▶ _Given request_
Could you add 106 to every bounding-box coordinate and write out the records from the start through the line that contains "[154,274,220,322]", requests included?

Region labeling records:
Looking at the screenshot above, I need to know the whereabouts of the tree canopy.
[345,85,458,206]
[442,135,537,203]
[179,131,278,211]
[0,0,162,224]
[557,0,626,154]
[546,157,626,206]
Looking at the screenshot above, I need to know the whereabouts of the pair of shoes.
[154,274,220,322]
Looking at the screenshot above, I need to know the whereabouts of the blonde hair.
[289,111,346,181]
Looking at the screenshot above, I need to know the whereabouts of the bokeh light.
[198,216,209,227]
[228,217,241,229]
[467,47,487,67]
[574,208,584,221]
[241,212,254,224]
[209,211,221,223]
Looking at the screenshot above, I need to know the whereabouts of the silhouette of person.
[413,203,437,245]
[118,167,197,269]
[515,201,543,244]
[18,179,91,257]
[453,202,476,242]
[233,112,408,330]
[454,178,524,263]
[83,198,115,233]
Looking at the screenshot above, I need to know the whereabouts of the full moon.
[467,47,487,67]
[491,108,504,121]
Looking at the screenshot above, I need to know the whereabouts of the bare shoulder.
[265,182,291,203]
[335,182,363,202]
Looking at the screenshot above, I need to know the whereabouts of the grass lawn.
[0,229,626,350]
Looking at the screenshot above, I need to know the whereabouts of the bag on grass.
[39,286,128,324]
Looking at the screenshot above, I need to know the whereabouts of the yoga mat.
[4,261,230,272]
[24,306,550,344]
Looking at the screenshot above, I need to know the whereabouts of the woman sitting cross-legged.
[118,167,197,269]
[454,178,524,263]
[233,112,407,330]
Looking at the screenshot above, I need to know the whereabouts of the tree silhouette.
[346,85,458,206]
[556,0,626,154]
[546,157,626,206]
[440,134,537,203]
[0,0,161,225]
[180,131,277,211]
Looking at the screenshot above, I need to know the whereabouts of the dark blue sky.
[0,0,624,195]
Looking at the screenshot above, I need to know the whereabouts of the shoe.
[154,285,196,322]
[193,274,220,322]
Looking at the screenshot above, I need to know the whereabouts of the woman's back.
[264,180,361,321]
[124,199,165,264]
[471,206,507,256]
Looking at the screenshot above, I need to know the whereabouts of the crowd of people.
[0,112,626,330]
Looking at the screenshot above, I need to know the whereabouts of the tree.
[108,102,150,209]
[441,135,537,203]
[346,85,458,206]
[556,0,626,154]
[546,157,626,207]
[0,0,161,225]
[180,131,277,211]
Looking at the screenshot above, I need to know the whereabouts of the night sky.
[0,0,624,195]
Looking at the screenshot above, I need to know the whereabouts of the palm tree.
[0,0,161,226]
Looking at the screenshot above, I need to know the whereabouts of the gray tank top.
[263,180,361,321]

▶ _Written answer_
Looking at the screenshot above, I need to know the whereabouts of the tree canopy.
[451,191,564,312]
[548,241,643,309]
[285,237,384,317]
[106,106,268,330]
[663,106,732,260]
[652,263,732,312]
Looking at the screenshot above, I need to know the whereabouts of the pair of shoes.
[260,380,326,428]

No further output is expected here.